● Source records
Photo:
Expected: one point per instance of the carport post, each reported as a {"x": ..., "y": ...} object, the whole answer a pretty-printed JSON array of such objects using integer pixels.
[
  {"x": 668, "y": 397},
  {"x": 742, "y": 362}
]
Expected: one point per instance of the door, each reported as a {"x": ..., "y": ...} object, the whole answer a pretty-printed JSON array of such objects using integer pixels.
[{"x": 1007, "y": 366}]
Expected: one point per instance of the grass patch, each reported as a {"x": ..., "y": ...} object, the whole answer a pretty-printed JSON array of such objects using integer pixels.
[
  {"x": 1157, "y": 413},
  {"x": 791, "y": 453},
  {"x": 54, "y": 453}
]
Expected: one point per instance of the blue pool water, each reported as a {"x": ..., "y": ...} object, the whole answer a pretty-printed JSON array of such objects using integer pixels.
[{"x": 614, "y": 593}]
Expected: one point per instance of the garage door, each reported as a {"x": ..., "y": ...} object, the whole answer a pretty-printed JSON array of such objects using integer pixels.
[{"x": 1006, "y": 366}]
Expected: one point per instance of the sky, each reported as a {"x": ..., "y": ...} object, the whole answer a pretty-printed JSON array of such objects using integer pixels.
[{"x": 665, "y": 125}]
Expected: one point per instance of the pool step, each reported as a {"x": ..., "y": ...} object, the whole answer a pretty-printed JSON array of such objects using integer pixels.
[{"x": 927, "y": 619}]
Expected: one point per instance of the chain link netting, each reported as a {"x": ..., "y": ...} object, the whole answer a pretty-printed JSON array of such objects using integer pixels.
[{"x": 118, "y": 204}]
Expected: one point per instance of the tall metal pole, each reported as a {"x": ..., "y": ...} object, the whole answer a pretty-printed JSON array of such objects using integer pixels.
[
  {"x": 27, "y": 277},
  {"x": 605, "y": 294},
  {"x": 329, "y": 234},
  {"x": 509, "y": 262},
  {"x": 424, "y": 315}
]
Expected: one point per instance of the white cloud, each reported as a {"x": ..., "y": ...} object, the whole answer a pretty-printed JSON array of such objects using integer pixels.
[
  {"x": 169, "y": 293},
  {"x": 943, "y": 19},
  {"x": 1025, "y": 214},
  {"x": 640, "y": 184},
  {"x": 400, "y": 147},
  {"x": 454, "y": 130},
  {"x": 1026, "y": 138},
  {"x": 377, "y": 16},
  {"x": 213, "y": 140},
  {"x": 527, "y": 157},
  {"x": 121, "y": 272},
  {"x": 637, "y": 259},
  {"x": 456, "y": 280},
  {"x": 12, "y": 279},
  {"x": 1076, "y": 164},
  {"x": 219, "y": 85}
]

● Task brief
Each record shown above must be printed once more, exactly.

● Output below
Photo:
Expected: one point per instance of the carport post, each reported as a {"x": ..., "y": ...} object, the whole answer a pretty-printed JSON array of such objects using integer pixels.
[
  {"x": 668, "y": 397},
  {"x": 742, "y": 362}
]
Expected: one point per instance of the door, each reported as a {"x": ..., "y": ...} object, the whole answer a pretty-printed JSON array of such objects using integer pixels.
[{"x": 1007, "y": 366}]
Expected: one point per instance of the grass patch, each reported as a {"x": ..., "y": ...} object, the whole answer a pretty-printed JSON array of such objects using integer pixels.
[
  {"x": 1157, "y": 413},
  {"x": 791, "y": 453},
  {"x": 54, "y": 453}
]
Expected: one point per instance of the blue pool water, each reported as a {"x": ..., "y": ...} object, the whole answer a pretty-printed JSON array of such objects using integer pixels.
[{"x": 614, "y": 593}]
Expected: one point per instance of the garage door, each reported as a {"x": ..., "y": ...} object, the whole answer a pretty-printed JSON array of such objects using integer pixels.
[{"x": 1006, "y": 366}]
Expected: one point per instance of the sky, each reported as a {"x": ..., "y": ...} object, the whole answer a pretty-printed JSON array of such objects using integer pixels.
[{"x": 665, "y": 125}]
Expected: one point per instance of the pool step, each reported as a {"x": ..., "y": ...} object, the whole answer a pretty-printed JSON array of such objects using integer pixels.
[{"x": 927, "y": 619}]
Expected: one point per instance of the chain link netting, each reported as a {"x": ..., "y": ...} object, the whole answer a pretty-printed JSON array of such objects using integer pixels.
[{"x": 118, "y": 204}]
Expected: one point per instance of the tall metal pole, each reported as a {"x": ..., "y": ...} object, the whole answer a pretty-printed JSON array of such objects using integer pixels.
[
  {"x": 27, "y": 277},
  {"x": 605, "y": 294},
  {"x": 329, "y": 234},
  {"x": 509, "y": 262},
  {"x": 424, "y": 315}
]
Expected: one point per instance of the white cloud, each reported as a {"x": ..., "y": ...} object, the whole answer a pretty-printed JSON array of such objects using integer pixels.
[
  {"x": 169, "y": 293},
  {"x": 943, "y": 19},
  {"x": 1025, "y": 214},
  {"x": 640, "y": 184},
  {"x": 400, "y": 147},
  {"x": 454, "y": 130},
  {"x": 1026, "y": 138},
  {"x": 377, "y": 16},
  {"x": 213, "y": 140},
  {"x": 527, "y": 157},
  {"x": 121, "y": 272},
  {"x": 637, "y": 259},
  {"x": 456, "y": 280},
  {"x": 12, "y": 279},
  {"x": 1076, "y": 164},
  {"x": 219, "y": 85}
]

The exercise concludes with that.